**Record extracts:**

* * * * * * * * *

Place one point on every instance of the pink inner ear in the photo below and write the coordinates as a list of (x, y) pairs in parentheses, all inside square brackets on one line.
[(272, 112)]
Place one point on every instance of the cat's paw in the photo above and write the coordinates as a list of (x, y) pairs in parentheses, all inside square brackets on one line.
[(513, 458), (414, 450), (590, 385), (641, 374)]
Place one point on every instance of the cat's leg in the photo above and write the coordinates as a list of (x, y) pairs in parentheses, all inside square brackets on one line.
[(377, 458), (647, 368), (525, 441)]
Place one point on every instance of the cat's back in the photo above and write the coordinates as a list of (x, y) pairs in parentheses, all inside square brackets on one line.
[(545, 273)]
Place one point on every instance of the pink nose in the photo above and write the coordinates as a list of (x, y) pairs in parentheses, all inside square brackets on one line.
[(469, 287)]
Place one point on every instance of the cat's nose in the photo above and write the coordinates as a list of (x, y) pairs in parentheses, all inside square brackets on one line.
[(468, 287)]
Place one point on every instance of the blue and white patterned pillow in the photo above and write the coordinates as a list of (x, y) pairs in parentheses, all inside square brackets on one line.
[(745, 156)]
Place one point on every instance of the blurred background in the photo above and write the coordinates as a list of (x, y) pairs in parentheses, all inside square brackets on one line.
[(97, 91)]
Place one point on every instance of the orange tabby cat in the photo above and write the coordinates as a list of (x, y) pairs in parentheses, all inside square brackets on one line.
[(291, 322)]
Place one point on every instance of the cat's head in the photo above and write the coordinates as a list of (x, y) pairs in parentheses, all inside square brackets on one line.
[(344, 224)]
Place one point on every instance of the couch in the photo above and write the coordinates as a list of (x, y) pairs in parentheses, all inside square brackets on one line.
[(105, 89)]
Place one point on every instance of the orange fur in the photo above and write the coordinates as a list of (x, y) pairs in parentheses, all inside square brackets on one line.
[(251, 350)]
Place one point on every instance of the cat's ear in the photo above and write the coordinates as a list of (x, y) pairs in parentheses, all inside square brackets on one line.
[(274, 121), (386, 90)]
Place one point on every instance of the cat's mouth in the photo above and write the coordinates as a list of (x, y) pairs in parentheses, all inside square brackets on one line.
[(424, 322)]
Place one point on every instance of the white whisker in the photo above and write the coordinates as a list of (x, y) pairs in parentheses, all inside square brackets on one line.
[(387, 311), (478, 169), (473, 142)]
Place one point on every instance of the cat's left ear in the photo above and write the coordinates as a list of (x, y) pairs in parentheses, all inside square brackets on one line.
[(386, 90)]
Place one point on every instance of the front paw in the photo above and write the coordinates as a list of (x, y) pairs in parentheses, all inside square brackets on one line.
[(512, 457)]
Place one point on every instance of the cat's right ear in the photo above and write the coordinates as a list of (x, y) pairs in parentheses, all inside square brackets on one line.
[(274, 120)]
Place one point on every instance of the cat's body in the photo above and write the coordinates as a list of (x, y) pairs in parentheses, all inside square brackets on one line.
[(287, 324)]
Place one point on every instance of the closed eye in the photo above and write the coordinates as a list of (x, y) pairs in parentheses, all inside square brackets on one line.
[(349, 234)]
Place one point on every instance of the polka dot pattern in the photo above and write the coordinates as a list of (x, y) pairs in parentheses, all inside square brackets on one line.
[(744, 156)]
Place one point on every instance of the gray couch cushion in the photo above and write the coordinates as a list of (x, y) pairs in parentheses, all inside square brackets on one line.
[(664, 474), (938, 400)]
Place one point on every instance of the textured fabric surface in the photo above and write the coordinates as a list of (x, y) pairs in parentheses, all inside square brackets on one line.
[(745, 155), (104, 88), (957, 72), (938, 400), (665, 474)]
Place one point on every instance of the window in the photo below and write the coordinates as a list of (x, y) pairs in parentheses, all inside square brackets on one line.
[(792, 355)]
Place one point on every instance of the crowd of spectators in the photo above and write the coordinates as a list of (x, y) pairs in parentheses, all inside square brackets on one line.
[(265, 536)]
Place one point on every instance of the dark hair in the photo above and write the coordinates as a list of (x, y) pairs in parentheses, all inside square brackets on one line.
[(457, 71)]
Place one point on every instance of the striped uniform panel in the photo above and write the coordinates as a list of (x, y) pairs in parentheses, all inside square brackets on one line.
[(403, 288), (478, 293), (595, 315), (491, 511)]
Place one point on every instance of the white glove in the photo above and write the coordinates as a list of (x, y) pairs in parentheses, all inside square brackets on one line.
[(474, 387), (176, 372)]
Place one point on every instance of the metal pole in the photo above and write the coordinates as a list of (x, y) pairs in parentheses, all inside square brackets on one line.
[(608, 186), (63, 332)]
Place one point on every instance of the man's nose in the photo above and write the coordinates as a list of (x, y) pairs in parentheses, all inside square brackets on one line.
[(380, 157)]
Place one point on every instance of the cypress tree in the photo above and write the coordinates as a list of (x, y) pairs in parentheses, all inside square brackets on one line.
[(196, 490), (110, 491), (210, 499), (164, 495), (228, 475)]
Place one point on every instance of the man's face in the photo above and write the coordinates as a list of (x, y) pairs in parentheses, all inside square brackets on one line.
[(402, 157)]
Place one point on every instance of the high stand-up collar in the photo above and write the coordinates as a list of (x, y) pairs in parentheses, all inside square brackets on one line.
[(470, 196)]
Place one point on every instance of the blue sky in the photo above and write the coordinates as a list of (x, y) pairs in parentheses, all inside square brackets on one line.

* * * * * * * * *

What's needed is every line of the listing, transcribed word for word.

**Answer section:**
Place one point on every instance of the pink inner ear in the photo below and write the coordinates as a list of (x, y) pairs in parentheses, all inside square brackets on one line.
[(272, 112)]
Place one point on every instance of the cat's paw in the photo above and write the coordinates as a list of (x, y) pairs in parentheses, all inside square brackets on one line.
[(513, 458), (414, 450), (590, 385), (641, 374)]
Place one point on every instance of the cat's leg in the photo above and write the coordinates as a list of (x, y) pairs in parentheses, all inside square brackets on one line.
[(377, 458), (647, 368), (525, 441)]
Place one point on every instance of the cat's back in the photo above and write the coordinates as a list of (x, y) pairs in parentheses, all inside square brackets on one line.
[(545, 273)]
Place one point on every instance of the pink nose in the photo above and write the coordinates as a list of (x, y) pairs in parentheses, all inside square brackets on one line.
[(469, 287)]
Place one point on every instance of the cat's nose in the photo above and write the coordinates as a list of (x, y) pairs in parentheses, all inside square brackets on one line.
[(468, 287)]
Place one point on every instance of the blue and white patterned pillow in the photo above and write the coordinates as a list of (x, y) pairs in parentheses, all inside square brackets on one line.
[(745, 156)]
Place one point on every instance of the blurred background in the photo above and write the coordinates as a list of (x, y) pairs in parentheses, all inside square brackets on one line.
[(97, 91)]
Place one point on every instance of the orange tabby cat in the photo above and write the coordinates as a list of (x, y) pairs in parentheses, all inside square brackets on one line.
[(291, 322)]
Place one point on every instance of the cat's head in the photo above and write the coordinates as a list of (x, y) pairs in parentheses, all inside square brackets on one line.
[(344, 224)]
Place one point on every instance of the couch in the photo above and write the coordinates as a list of (x, y) pairs in parentheses, all inside square brackets on one line.
[(105, 89)]
Place one point on every instance of the orange fur in the photo above and write the coordinates as a list of (x, y) pairs in parentheses, all inside square brackets on one line.
[(251, 350)]
Place one point on every instance of the cat's ear in the photo above and write the coordinates as a list of (x, y) pairs in parentheses, all inside square brackets on one line.
[(274, 121), (386, 90)]
Place one point on every instance of the cat's mouth in the photo above and write the coordinates as a list of (x, y) pairs in parentheses, all inside square brackets on one line.
[(424, 322)]
Place one point on every instance of the white whisker in the photo above and write the coordinates as a list of (x, y) pairs in parentheses, all inside square brackets on one line.
[(387, 311), (478, 169), (473, 142)]
Place one point on every instance of the cat's left ear in the photo above and write the coordinates as a list of (x, y) pairs in parentheses, all inside square brackets on one line.
[(386, 90)]
Place one point on every instance of the front paw in the photo above and write the coordinates as a list of (x, y) pairs in parentheses, all inside square brackets on one line.
[(512, 457)]
Place one point on every instance of the cat's right ear in the photo above and write the coordinates as a list of (x, y) pairs in parentheses, all inside square brackets on one line.
[(274, 120)]
Place one point on every instance of the cat's body in the photo above and write the coordinates as a list of (x, y) pairs in parentheses, all inside square brackets on one line.
[(287, 324)]
Place one point on every instance of the closed eye in the photo above and write the coordinates as a list of (x, y) pairs in parentheses, all inside square brackets on one line.
[(349, 234)]
Place one point on every instance of the polka dot pattern in the photo above and write the coordinates as a list of (x, y) pairs in parentheses, all inside square brackets on one line.
[(744, 156)]
Place one point on every instance of the gray couch cushion in the photo above and write the coordinates as a list of (x, y) pairs in parentheses, all inside square brackets on one line.
[(664, 474), (938, 400)]
Place one point on every instance of the textured fabric surface in the photo above and write the coordinates as a list of (x, y) pairs in parentheses, all inside square brackets on one line.
[(745, 155), (104, 88), (957, 72), (938, 400), (665, 474)]
Place one point on every instance of the window in the photo below and write the coordinates as a list of (x, y) pairs in parentheses, all inside square brackets on one line.
[(792, 355)]
Place one point on every instance of the crowd of spectators in the photo above and write the coordinates as a list of (x, y) pairs in parentheses, all inside square brackets on one line.
[(265, 536)]
Place one point on every instance of the dark hair in the photo above and write the coordinates as a list of (x, y) pairs in parentheses, all inside square brackets on one line.
[(457, 71)]
Place one point on every instance of the striped uniform panel in the photo above and write the coordinates as a list of (x, y) pairs in parentheses, all inside square brackets on one line.
[(403, 288), (478, 293), (595, 315), (491, 511)]
Place one point on every instance of the white glove in the photo above and write the coordinates as a list of (x, y) pairs in parentheses, all inside square brackets on one line.
[(474, 387), (176, 372)]
Place one point on every instance of the metal pole in the photo above and write the coordinates as a list of (x, y) pairs in parentheses, all inside square brackets on one line.
[(608, 186), (63, 332)]
Place one point on every instance of the man's nose in the photo above and write the coordinates as a list of (x, y) pairs in parentheses, all inside square brackets on one line.
[(380, 157)]
Place one point on every instance of the cypress tree in the photo above and write the coordinates as a list of (x, y) pairs in parentheses, all inside square brackets on one line.
[(196, 490), (110, 491), (210, 499), (164, 495), (228, 475)]
Place one point on every instance of the man's face in the photo above and write the coordinates as a list of (x, y) pairs in parentheses, all inside square brackets on one line.
[(402, 157)]
Place one point on every instance of the high stand-up collar in the photo above and write the coordinates as a list of (x, y) pairs in parentheses, all inside square brackets on one line.
[(470, 196)]
Place one point on every instance of the blue sky in the photo above and write the coordinates as a list of (x, y) pairs in parentheses, all inside square brackets on one line.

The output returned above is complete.